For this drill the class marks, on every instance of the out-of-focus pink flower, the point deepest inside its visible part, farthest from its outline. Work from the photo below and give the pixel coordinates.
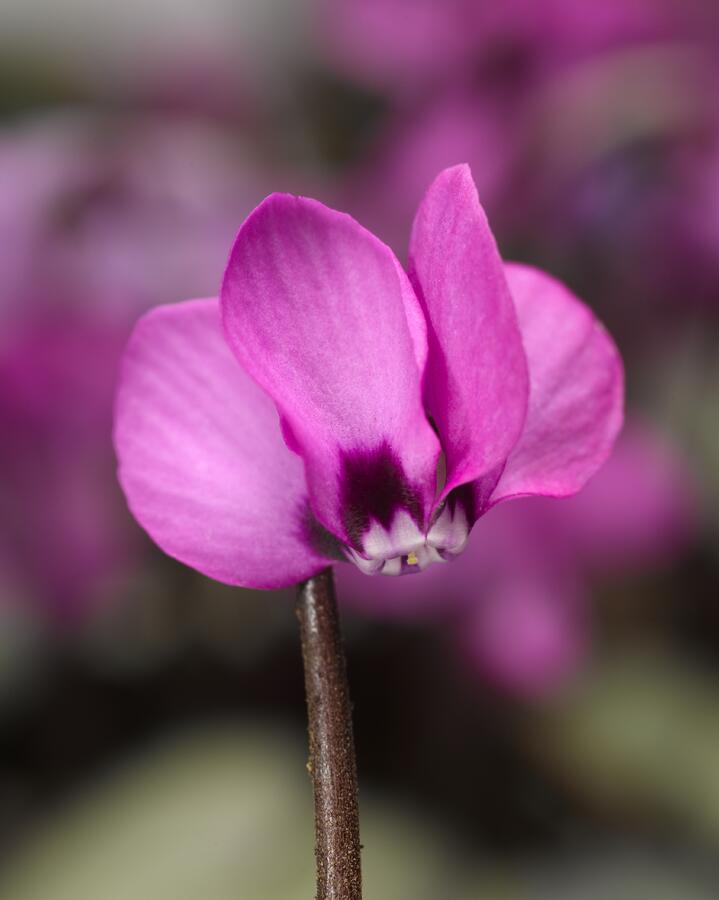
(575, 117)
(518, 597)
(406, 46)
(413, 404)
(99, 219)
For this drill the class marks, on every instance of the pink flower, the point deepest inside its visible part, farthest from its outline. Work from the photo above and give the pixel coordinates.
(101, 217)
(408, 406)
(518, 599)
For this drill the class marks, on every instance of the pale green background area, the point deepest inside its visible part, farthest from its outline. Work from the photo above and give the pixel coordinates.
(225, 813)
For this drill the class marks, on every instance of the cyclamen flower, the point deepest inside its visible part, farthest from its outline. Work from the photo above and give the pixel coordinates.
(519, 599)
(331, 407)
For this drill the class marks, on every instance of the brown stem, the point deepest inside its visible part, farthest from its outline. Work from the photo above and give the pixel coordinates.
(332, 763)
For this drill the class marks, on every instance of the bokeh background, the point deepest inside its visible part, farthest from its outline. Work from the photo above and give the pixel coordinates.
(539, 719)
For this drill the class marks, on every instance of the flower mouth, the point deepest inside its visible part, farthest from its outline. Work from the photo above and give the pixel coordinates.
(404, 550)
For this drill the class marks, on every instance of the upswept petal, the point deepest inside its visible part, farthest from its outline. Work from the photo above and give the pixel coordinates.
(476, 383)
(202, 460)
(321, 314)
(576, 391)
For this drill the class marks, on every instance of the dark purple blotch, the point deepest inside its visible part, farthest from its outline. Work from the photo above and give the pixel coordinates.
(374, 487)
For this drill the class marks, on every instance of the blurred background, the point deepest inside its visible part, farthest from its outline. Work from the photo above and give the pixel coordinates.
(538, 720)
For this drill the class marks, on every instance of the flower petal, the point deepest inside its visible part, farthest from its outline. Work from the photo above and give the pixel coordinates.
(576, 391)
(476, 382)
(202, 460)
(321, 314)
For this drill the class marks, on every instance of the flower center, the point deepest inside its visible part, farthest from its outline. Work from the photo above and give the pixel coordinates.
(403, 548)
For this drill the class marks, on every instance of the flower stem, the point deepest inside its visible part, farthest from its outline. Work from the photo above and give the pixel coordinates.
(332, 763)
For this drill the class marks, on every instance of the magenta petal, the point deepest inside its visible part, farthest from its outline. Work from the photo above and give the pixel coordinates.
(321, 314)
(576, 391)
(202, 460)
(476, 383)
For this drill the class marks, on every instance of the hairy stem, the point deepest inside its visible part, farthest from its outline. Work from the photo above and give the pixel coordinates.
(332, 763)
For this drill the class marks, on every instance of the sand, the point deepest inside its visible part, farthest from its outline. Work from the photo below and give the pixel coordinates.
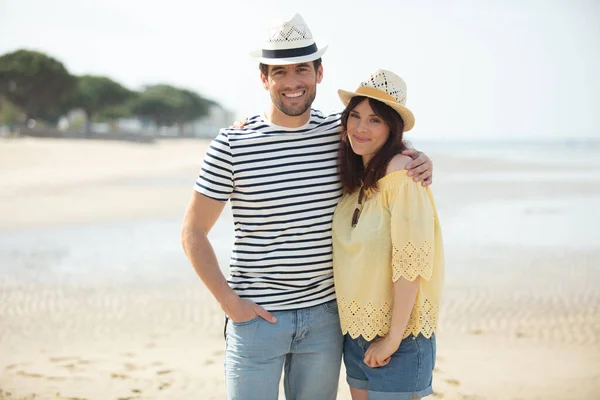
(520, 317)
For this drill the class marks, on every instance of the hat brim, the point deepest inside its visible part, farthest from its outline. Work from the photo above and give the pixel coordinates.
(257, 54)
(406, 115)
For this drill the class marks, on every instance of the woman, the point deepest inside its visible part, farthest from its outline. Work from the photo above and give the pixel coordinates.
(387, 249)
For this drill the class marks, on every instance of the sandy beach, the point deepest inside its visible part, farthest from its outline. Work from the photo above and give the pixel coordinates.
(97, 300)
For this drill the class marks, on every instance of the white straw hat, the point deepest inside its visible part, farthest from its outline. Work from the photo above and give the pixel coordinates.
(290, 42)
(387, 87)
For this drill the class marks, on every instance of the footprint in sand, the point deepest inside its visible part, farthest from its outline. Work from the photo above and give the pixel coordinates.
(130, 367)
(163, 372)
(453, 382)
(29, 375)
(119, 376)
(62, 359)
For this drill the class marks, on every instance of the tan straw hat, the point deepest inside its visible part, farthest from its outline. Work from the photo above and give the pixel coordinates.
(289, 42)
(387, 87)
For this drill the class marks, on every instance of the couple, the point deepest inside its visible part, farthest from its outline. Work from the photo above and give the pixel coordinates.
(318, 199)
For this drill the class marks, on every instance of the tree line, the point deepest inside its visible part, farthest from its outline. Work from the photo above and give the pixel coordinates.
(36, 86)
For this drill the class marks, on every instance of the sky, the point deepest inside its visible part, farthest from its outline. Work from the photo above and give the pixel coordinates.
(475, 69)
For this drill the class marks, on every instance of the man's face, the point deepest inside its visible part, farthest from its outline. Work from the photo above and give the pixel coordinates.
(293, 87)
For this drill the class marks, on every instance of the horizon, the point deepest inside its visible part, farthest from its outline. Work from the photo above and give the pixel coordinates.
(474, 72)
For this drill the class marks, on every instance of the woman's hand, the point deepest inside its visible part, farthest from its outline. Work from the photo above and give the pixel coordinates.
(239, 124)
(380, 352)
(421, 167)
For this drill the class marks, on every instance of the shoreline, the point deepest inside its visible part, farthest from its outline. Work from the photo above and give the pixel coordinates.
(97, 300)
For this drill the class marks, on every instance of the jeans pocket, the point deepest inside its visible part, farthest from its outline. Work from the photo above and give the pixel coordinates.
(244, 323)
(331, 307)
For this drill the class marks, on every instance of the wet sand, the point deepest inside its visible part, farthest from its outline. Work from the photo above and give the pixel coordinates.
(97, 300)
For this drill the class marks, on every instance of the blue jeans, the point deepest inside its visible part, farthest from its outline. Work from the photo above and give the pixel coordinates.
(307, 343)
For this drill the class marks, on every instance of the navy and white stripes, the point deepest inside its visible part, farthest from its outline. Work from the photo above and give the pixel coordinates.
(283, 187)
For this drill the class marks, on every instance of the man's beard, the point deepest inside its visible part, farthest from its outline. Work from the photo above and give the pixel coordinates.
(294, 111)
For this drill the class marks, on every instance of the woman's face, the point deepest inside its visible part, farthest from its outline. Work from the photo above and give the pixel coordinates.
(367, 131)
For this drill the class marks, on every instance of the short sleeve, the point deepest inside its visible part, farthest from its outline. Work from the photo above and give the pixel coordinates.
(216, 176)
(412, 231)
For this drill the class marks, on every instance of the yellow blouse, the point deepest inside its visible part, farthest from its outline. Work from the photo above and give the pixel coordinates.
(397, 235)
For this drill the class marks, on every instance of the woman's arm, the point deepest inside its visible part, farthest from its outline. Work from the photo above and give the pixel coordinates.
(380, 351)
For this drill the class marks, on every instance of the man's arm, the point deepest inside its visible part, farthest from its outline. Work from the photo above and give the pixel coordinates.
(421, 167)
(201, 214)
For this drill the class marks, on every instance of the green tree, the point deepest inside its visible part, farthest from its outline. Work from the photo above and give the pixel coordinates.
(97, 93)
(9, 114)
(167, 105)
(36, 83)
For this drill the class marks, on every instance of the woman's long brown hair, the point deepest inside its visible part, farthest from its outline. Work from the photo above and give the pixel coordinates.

==

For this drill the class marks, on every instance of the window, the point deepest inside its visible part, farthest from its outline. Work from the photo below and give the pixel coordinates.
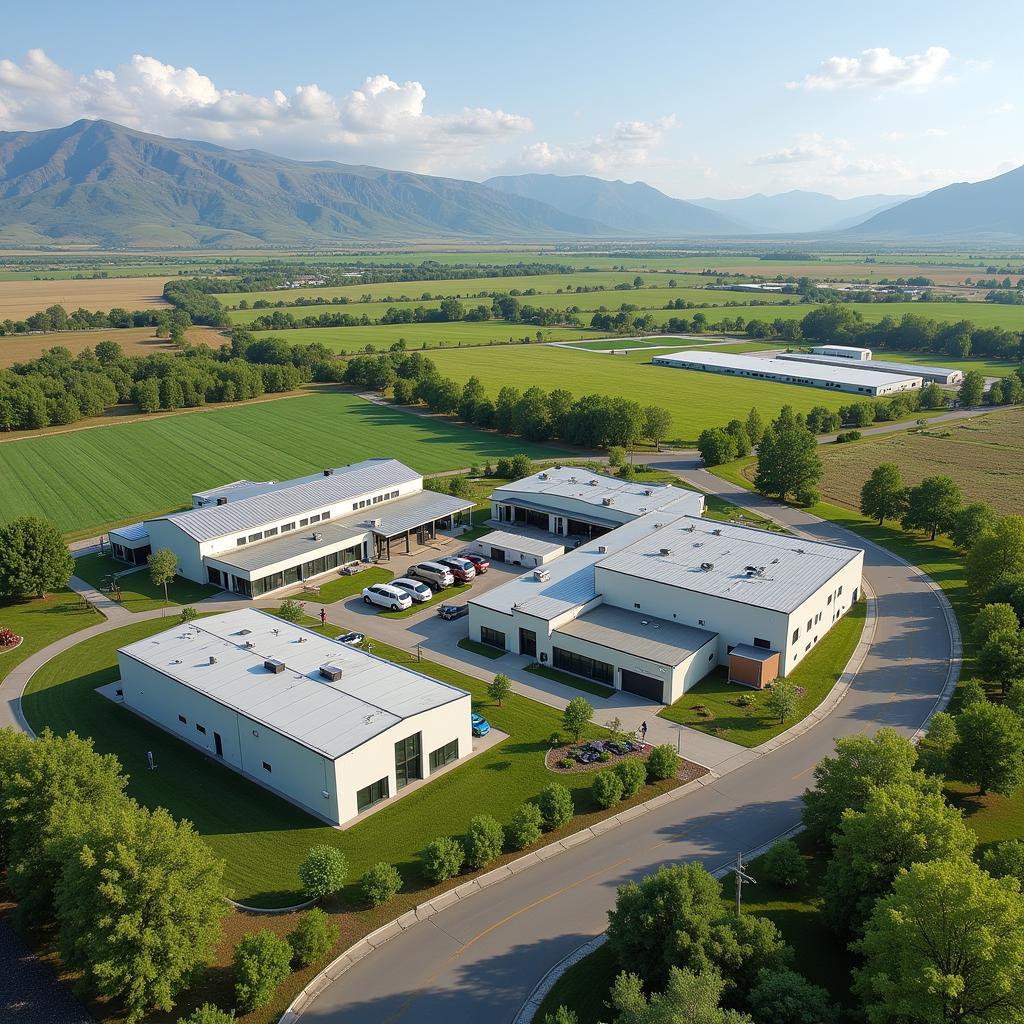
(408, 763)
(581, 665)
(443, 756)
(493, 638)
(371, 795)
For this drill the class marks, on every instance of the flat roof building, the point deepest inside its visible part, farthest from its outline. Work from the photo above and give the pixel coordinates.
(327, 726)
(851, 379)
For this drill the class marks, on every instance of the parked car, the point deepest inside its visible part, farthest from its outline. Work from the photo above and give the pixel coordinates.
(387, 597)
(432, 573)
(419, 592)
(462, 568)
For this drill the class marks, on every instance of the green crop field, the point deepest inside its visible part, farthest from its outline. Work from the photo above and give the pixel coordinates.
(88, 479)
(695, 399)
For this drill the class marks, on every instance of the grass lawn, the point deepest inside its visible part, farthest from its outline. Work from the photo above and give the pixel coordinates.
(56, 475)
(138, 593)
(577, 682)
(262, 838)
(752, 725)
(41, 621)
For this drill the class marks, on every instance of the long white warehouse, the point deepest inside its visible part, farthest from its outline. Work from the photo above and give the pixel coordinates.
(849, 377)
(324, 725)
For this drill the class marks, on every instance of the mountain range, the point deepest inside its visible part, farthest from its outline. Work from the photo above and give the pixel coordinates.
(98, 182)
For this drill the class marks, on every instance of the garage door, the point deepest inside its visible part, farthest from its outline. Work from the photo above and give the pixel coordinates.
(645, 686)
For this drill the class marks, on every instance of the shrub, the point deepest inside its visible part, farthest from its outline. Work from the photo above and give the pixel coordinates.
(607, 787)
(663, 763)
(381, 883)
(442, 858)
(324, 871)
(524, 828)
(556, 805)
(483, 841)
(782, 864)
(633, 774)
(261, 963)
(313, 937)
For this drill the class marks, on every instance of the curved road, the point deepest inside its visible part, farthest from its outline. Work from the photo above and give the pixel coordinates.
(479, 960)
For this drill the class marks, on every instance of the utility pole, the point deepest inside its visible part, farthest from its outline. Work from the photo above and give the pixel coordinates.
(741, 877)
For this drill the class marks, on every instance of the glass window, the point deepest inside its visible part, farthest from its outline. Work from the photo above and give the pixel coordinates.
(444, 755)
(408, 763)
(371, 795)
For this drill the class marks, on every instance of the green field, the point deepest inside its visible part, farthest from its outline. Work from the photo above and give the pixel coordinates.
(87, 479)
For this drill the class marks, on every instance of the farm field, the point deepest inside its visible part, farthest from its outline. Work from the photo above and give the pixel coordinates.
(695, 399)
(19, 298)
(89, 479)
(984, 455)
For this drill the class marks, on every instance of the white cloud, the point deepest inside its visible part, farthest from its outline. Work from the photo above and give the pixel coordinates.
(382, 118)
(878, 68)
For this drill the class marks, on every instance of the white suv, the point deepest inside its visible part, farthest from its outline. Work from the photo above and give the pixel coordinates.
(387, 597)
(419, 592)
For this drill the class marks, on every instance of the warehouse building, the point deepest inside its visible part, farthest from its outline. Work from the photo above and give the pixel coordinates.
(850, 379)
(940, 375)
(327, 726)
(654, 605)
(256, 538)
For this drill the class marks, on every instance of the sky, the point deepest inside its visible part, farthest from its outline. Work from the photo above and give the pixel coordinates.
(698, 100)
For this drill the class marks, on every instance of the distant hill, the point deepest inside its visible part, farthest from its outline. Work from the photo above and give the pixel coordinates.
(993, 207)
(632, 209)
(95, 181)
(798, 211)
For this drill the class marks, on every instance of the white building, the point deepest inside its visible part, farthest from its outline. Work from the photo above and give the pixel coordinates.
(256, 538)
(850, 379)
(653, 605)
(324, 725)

* * *

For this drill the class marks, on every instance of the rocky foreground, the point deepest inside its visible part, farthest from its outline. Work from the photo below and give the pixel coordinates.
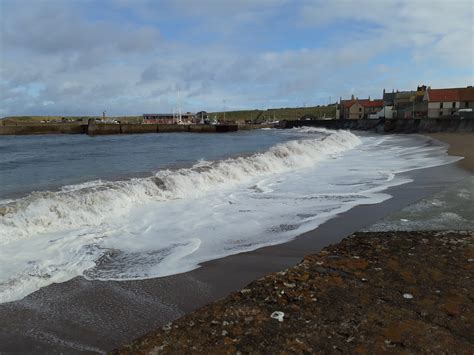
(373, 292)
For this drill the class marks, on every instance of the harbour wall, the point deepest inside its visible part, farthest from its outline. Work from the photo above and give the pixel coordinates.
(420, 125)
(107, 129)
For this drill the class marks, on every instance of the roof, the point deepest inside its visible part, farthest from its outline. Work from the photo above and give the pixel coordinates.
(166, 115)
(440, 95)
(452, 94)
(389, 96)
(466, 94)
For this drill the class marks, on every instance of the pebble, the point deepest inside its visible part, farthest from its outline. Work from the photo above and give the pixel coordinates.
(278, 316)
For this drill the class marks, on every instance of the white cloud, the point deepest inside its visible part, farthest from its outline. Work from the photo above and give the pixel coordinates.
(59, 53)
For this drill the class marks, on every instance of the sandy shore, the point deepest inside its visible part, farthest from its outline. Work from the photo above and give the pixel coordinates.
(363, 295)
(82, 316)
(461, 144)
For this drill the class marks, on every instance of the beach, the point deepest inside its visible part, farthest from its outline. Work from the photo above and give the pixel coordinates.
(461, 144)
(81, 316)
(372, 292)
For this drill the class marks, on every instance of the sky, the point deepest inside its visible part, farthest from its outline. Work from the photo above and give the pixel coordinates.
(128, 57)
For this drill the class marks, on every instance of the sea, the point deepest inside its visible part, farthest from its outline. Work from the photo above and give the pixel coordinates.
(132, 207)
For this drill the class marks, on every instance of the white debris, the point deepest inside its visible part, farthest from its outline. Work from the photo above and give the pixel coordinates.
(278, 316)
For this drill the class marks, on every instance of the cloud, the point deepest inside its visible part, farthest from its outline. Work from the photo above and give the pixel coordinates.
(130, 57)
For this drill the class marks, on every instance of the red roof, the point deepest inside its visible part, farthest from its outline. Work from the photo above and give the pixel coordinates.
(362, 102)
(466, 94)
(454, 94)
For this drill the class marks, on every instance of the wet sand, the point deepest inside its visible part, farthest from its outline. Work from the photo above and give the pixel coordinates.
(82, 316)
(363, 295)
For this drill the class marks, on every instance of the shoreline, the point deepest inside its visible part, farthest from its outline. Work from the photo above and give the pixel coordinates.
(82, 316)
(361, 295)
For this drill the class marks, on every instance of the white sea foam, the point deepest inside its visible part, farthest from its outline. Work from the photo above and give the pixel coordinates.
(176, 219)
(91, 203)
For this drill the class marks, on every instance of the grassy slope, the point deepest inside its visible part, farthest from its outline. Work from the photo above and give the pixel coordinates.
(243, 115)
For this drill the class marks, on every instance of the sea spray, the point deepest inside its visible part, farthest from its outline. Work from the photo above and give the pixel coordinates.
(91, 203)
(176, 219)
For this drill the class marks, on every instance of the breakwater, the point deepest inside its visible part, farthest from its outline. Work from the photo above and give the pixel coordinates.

Problem requirements: Report how many lines of the material above contain the word "brown". Give only the number.

Final result: 2